══ Texto de leitura ══
No caso concreto, o Oficial não justifica se entende a impugnação fundada ou infundada (fls. 01/03), o que deveria ter feito como explicado acima.

Mas, tal omissão não impede revisão nesta oportunidade notadamente porque o juízo de primeiro grau analisou a questão, reputando a impugnação infundada.

Tal conclusão merece reparo.

De fato, a escritura de fls. 50/51 e parte da matrícula do imóvel, fl. 44, atestam que sua nua-propriedade foi adquirida por Adriana Teles Nieslony, filha da requerente Marley Pereira Teles e de Gunter Georg Nieslony em 10 de agosto de 1993. Marley, por sua vez, adquiriu o usufruto.

A proprietária tabular, Adriana, faleceu em 1997 (fl. 22).
═══
══ Material fornecido ══
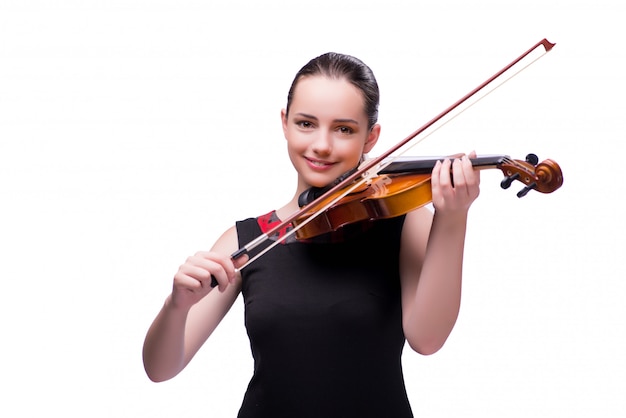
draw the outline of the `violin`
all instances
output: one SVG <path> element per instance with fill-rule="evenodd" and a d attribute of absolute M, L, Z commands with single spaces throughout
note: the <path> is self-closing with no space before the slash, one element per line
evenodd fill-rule
<path fill-rule="evenodd" d="M 452 158 L 460 157 L 460 155 Z M 447 157 L 450 158 L 450 157 Z M 296 227 L 296 238 L 305 240 L 333 232 L 339 228 L 363 221 L 393 218 L 422 207 L 432 200 L 431 172 L 437 159 L 420 159 L 400 157 L 391 161 L 381 169 L 377 176 L 359 185 L 336 202 L 336 195 L 341 190 L 326 194 L 325 188 L 310 188 L 298 199 L 301 207 L 324 196 L 319 206 L 328 206 L 317 214 L 313 220 L 304 223 L 315 212 L 306 211 L 292 221 Z M 513 160 L 509 156 L 481 156 L 470 159 L 472 166 L 478 170 L 500 169 L 504 179 L 500 183 L 508 189 L 514 181 L 524 184 L 517 197 L 526 196 L 529 191 L 552 193 L 563 185 L 563 173 L 559 165 L 550 159 L 539 163 L 535 154 L 528 154 L 524 161 Z M 342 176 L 343 177 L 343 176 Z M 332 202 L 327 205 L 327 202 Z M 298 228 L 299 225 L 302 225 Z"/>
<path fill-rule="evenodd" d="M 430 173 L 437 160 L 414 160 L 398 156 L 391 157 L 391 155 L 409 142 L 414 141 L 418 135 L 423 134 L 427 129 L 435 126 L 453 110 L 460 108 L 460 105 L 476 96 L 478 92 L 535 50 L 543 47 L 545 55 L 552 50 L 554 45 L 547 39 L 542 39 L 380 156 L 364 162 L 358 169 L 344 174 L 330 186 L 323 189 L 307 190 L 300 196 L 299 211 L 239 248 L 231 254 L 231 259 L 235 260 L 248 254 L 249 251 L 266 242 L 290 223 L 293 224 L 294 228 L 284 235 L 283 239 L 291 234 L 296 234 L 296 238 L 306 239 L 334 231 L 350 223 L 400 216 L 429 203 L 432 200 Z M 414 141 L 413 146 L 418 142 L 419 140 Z M 563 184 L 563 174 L 558 164 L 552 160 L 538 163 L 534 154 L 529 154 L 525 161 L 513 160 L 508 156 L 480 157 L 473 159 L 472 164 L 477 169 L 499 168 L 502 170 L 505 175 L 502 181 L 504 188 L 508 188 L 514 181 L 524 183 L 524 188 L 518 193 L 519 197 L 526 195 L 530 190 L 550 193 Z M 248 259 L 239 269 L 261 257 L 279 242 L 279 240 L 273 241 L 271 245 Z M 211 286 L 217 286 L 215 278 L 212 279 Z"/>

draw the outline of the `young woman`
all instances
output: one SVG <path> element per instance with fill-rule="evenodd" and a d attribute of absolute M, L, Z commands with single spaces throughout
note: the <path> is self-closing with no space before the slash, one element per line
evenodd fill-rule
<path fill-rule="evenodd" d="M 241 271 L 245 257 L 230 257 L 297 211 L 303 191 L 359 165 L 380 134 L 378 101 L 373 73 L 354 57 L 324 54 L 298 72 L 281 112 L 295 194 L 180 266 L 146 336 L 150 379 L 178 374 L 242 292 L 254 373 L 240 417 L 412 416 L 405 342 L 436 352 L 459 312 L 467 215 L 479 194 L 467 156 L 434 167 L 434 213 L 422 207 L 310 241 L 289 237 Z"/>

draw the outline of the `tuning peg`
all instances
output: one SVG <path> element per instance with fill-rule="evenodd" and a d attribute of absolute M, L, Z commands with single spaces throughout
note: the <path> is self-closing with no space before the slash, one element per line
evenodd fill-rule
<path fill-rule="evenodd" d="M 539 157 L 537 157 L 535 154 L 528 154 L 526 156 L 526 162 L 528 164 L 532 164 L 534 167 L 539 163 Z"/>
<path fill-rule="evenodd" d="M 513 182 L 517 180 L 518 178 L 519 178 L 519 173 L 515 173 L 508 177 L 505 177 L 500 182 L 500 187 L 502 187 L 503 189 L 508 189 L 509 187 L 511 187 L 511 184 L 513 184 Z"/>
<path fill-rule="evenodd" d="M 517 197 L 524 197 L 524 196 L 526 196 L 528 194 L 529 191 L 531 191 L 531 190 L 533 190 L 535 188 L 537 188 L 537 183 L 535 183 L 533 181 L 528 186 L 524 187 L 522 190 L 517 192 Z"/>

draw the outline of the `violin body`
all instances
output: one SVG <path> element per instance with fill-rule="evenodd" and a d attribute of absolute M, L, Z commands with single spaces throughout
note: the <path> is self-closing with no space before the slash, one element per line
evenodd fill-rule
<path fill-rule="evenodd" d="M 432 200 L 429 174 L 390 174 L 377 176 L 343 197 L 337 204 L 302 225 L 296 231 L 299 240 L 336 231 L 347 224 L 374 219 L 393 218 L 428 204 Z M 330 202 L 333 196 L 322 200 Z M 295 219 L 298 225 L 312 213 Z"/>
<path fill-rule="evenodd" d="M 439 160 L 441 158 L 395 159 L 382 168 L 378 175 L 343 196 L 341 190 L 323 196 L 327 193 L 326 188 L 308 189 L 300 196 L 302 207 L 319 197 L 322 199 L 310 211 L 292 221 L 297 227 L 296 238 L 310 239 L 348 224 L 393 218 L 430 203 L 431 172 Z M 525 187 L 518 193 L 518 197 L 525 196 L 530 190 L 551 193 L 563 184 L 563 173 L 558 164 L 552 160 L 538 164 L 534 154 L 528 154 L 525 161 L 513 160 L 508 156 L 485 156 L 471 161 L 475 169 L 500 169 L 505 175 L 502 188 L 508 188 L 513 181 L 524 183 Z M 318 213 L 320 207 L 326 209 Z M 314 214 L 316 216 L 309 219 Z"/>

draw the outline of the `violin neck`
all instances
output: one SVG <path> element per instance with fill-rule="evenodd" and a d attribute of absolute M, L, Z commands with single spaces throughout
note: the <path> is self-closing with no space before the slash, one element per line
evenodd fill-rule
<path fill-rule="evenodd" d="M 452 157 L 439 157 L 439 158 L 417 158 L 417 157 L 400 157 L 391 162 L 387 167 L 383 168 L 380 174 L 395 174 L 395 173 L 415 173 L 415 174 L 430 174 L 435 167 L 437 161 L 444 160 Z M 472 166 L 479 170 L 486 170 L 499 167 L 503 161 L 508 159 L 506 155 L 487 155 L 472 158 Z"/>

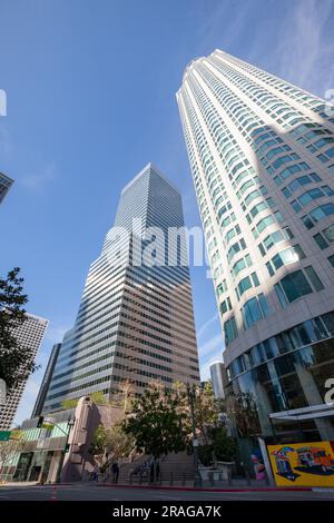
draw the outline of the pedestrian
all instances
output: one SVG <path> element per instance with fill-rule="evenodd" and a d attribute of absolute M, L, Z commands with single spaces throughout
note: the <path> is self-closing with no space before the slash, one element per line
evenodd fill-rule
<path fill-rule="evenodd" d="M 118 466 L 117 460 L 115 460 L 115 462 L 112 463 L 111 471 L 112 471 L 112 481 L 114 483 L 117 483 L 118 476 L 119 476 L 119 466 Z"/>

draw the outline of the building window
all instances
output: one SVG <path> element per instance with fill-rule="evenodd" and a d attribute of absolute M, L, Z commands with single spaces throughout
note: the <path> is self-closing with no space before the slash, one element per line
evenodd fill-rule
<path fill-rule="evenodd" d="M 237 326 L 236 326 L 234 316 L 232 316 L 232 318 L 229 318 L 229 319 L 227 319 L 227 322 L 225 322 L 224 332 L 225 332 L 226 345 L 228 345 L 230 342 L 233 342 L 237 337 L 238 330 L 237 330 Z"/>
<path fill-rule="evenodd" d="M 295 302 L 295 299 L 298 299 L 302 296 L 312 293 L 311 285 L 307 282 L 307 278 L 304 275 L 303 270 L 295 270 L 294 273 L 287 274 L 284 278 L 281 279 L 279 284 L 275 285 L 275 290 L 277 293 L 278 299 L 284 306 L 285 299 L 282 296 L 282 293 L 277 290 L 279 286 L 284 290 L 285 297 L 288 303 Z"/>

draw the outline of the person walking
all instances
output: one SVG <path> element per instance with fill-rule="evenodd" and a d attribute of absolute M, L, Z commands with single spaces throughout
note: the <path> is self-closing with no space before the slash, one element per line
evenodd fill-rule
<path fill-rule="evenodd" d="M 117 483 L 118 476 L 119 476 L 119 466 L 118 466 L 117 460 L 115 460 L 115 462 L 112 463 L 111 471 L 112 471 L 112 481 L 114 483 Z"/>

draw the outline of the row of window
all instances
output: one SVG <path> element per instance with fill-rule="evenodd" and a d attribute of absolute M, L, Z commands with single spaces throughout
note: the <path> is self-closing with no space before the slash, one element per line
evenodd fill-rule
<path fill-rule="evenodd" d="M 331 189 L 327 185 L 320 187 L 315 187 L 314 189 L 306 190 L 298 198 L 291 201 L 291 205 L 295 213 L 302 210 L 302 207 L 308 205 L 311 201 L 316 200 L 318 198 L 324 198 L 325 196 L 333 196 L 334 190 Z"/>
<path fill-rule="evenodd" d="M 233 379 L 243 372 L 261 365 L 274 357 L 298 349 L 312 343 L 334 335 L 334 313 L 327 313 L 284 330 L 276 336 L 254 345 L 245 354 L 238 356 L 228 367 Z"/>
<path fill-rule="evenodd" d="M 305 254 L 299 245 L 294 245 L 293 247 L 281 250 L 278 254 L 275 254 L 275 256 L 273 256 L 269 262 L 266 263 L 269 276 L 274 276 L 275 272 L 284 265 L 295 264 L 303 258 L 305 258 Z"/>

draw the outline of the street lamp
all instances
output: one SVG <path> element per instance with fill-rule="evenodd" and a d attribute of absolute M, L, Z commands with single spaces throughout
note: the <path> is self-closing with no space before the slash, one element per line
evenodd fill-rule
<path fill-rule="evenodd" d="M 195 465 L 195 486 L 202 485 L 202 477 L 198 471 L 198 440 L 196 437 L 196 415 L 195 415 L 195 401 L 196 401 L 196 385 L 187 383 L 188 403 L 191 415 L 193 426 L 193 450 L 194 450 L 194 465 Z"/>

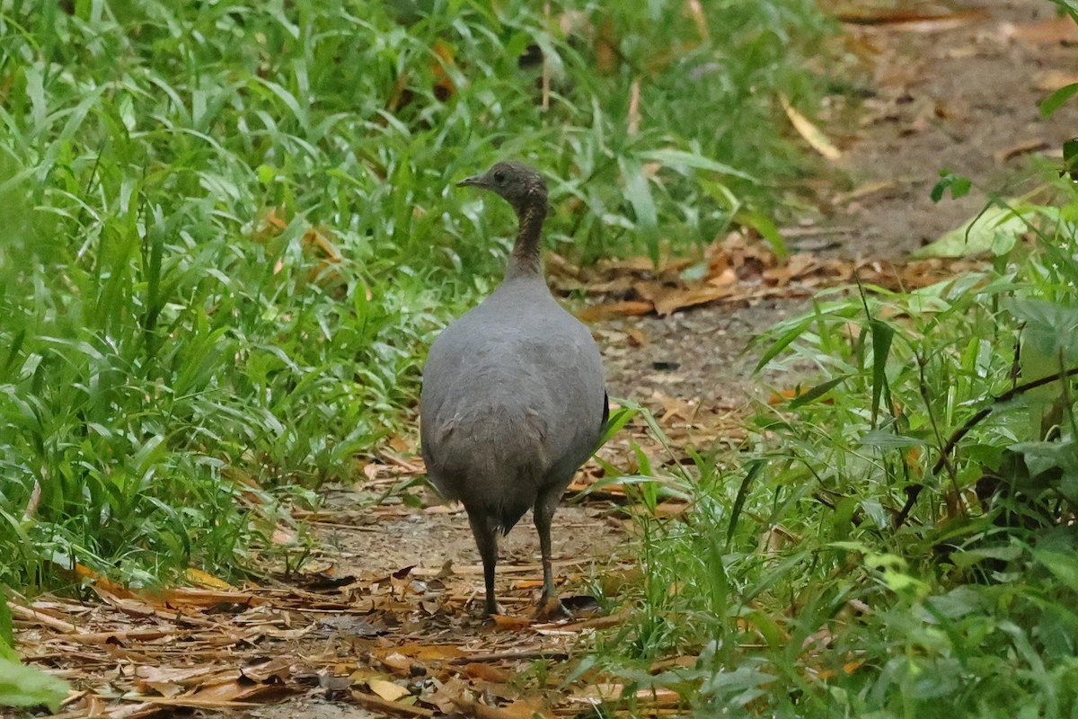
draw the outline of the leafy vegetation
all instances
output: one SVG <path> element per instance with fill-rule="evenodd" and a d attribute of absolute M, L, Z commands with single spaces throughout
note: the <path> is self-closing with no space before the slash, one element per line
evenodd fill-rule
<path fill-rule="evenodd" d="M 501 266 L 495 158 L 584 260 L 758 218 L 824 24 L 723 4 L 4 3 L 0 584 L 227 576 L 252 495 L 348 476 Z"/>
<path fill-rule="evenodd" d="M 1078 189 L 1046 192 L 983 213 L 992 269 L 820 294 L 758 344 L 819 384 L 640 489 L 693 511 L 644 523 L 639 611 L 583 668 L 727 716 L 1075 716 Z"/>

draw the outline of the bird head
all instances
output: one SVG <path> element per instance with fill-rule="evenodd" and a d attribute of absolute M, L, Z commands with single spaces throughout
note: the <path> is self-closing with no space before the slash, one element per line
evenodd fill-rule
<path fill-rule="evenodd" d="M 547 181 L 535 168 L 516 161 L 498 163 L 483 175 L 469 177 L 458 188 L 481 188 L 501 195 L 517 213 L 547 205 Z"/>

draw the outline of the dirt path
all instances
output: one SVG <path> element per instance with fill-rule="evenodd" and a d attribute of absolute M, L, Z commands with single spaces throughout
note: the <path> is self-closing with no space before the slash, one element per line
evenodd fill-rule
<path fill-rule="evenodd" d="M 849 179 L 820 161 L 830 179 L 806 183 L 805 192 L 825 212 L 790 229 L 794 249 L 873 258 L 908 252 L 984 202 L 973 193 L 934 205 L 928 193 L 941 167 L 1018 193 L 1022 186 L 1001 188 L 1000 178 L 1013 177 L 1031 153 L 1056 151 L 1078 134 L 1074 103 L 1047 122 L 1036 108 L 1053 83 L 1078 81 L 1066 78 L 1078 68 L 1075 45 L 1062 45 L 1044 24 L 1053 16 L 1052 5 L 990 0 L 972 8 L 978 13 L 922 8 L 950 14 L 953 22 L 847 25 L 842 42 L 861 59 L 845 72 L 858 92 L 830 98 L 821 125 L 844 151 L 838 169 Z M 847 129 L 837 129 L 842 127 Z M 733 417 L 763 391 L 750 376 L 754 358 L 742 355 L 746 342 L 803 303 L 757 299 L 665 318 L 597 322 L 611 395 L 649 406 L 677 442 L 731 440 Z M 631 460 L 624 443 L 614 443 L 606 456 L 623 467 Z M 178 594 L 169 606 L 182 605 L 181 616 L 116 590 L 106 593 L 110 605 L 58 603 L 40 607 L 47 619 L 24 617 L 25 646 L 39 647 L 39 658 L 65 658 L 74 677 L 96 672 L 101 681 L 84 682 L 96 691 L 106 691 L 105 682 L 170 696 L 202 687 L 204 707 L 235 702 L 227 710 L 197 709 L 198 716 L 389 716 L 376 699 L 359 695 L 375 688 L 391 695 L 377 682 L 393 680 L 409 696 L 423 697 L 411 705 L 411 716 L 421 717 L 431 716 L 431 707 L 466 710 L 457 701 L 475 692 L 502 705 L 540 696 L 541 672 L 529 668 L 534 658 L 553 658 L 551 676 L 561 676 L 567 666 L 561 659 L 586 642 L 595 623 L 609 621 L 586 619 L 585 612 L 568 625 L 492 628 L 473 619 L 469 599 L 482 596 L 482 578 L 464 512 L 437 504 L 421 488 L 373 506 L 375 493 L 420 470 L 405 458 L 367 471 L 373 481 L 331 488 L 324 509 L 303 517 L 318 548 L 302 587 L 287 580 L 254 593 L 221 587 L 216 594 Z M 563 507 L 553 533 L 563 592 L 594 594 L 596 583 L 632 571 L 631 527 L 609 497 Z M 525 614 L 534 600 L 538 555 L 525 518 L 505 541 L 499 568 L 499 591 L 513 614 Z M 113 639 L 70 641 L 64 622 L 112 632 Z M 150 633 L 136 637 L 135 628 Z M 50 632 L 59 638 L 49 639 Z M 195 676 L 199 661 L 218 673 Z M 367 679 L 370 688 L 362 686 Z M 285 692 L 279 704 L 263 704 L 282 685 L 302 689 Z M 578 689 L 576 703 L 565 692 L 548 699 L 557 709 L 579 709 L 588 696 Z M 83 716 L 88 702 L 73 702 L 66 716 Z M 139 717 L 162 704 L 124 706 L 129 711 L 123 716 Z M 524 704 L 514 706 L 517 714 L 497 716 L 529 716 Z"/>

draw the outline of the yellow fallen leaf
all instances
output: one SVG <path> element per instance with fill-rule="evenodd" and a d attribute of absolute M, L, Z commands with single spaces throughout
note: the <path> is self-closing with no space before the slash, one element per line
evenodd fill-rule
<path fill-rule="evenodd" d="M 184 573 L 186 573 L 189 582 L 197 586 L 202 586 L 203 589 L 224 591 L 236 589 L 223 579 L 218 579 L 213 575 L 208 575 L 202 569 L 189 568 Z"/>
<path fill-rule="evenodd" d="M 798 112 L 782 93 L 778 94 L 778 101 L 783 103 L 783 110 L 786 110 L 786 116 L 790 119 L 793 129 L 798 130 L 798 134 L 812 146 L 813 150 L 831 161 L 842 157 L 842 153 L 831 144 L 831 140 L 827 139 L 827 136 L 807 117 Z"/>

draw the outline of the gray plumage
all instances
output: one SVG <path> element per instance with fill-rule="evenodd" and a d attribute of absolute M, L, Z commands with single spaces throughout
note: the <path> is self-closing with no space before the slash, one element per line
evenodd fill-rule
<path fill-rule="evenodd" d="M 551 518 L 607 419 L 603 363 L 591 332 L 557 304 L 543 279 L 542 176 L 522 163 L 499 163 L 458 186 L 503 197 L 520 230 L 501 286 L 430 348 L 419 399 L 423 456 L 434 486 L 468 512 L 483 557 L 487 613 L 497 611 L 497 535 L 534 510 L 542 608 L 555 596 Z"/>

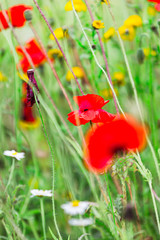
═══
Instrução escrita:
Responda às perguntas abaixo com base no texto de leitura.
1. Como o juízo de primeiro grau reputou a impugnação?
2. Quem adquiriu o usufruto do imóvel?
3. Em que ano faleceu a proprietária tabular?

Resposta:
1. Como infundada.
2. Marley Pereira Teles.
3. Em 1997.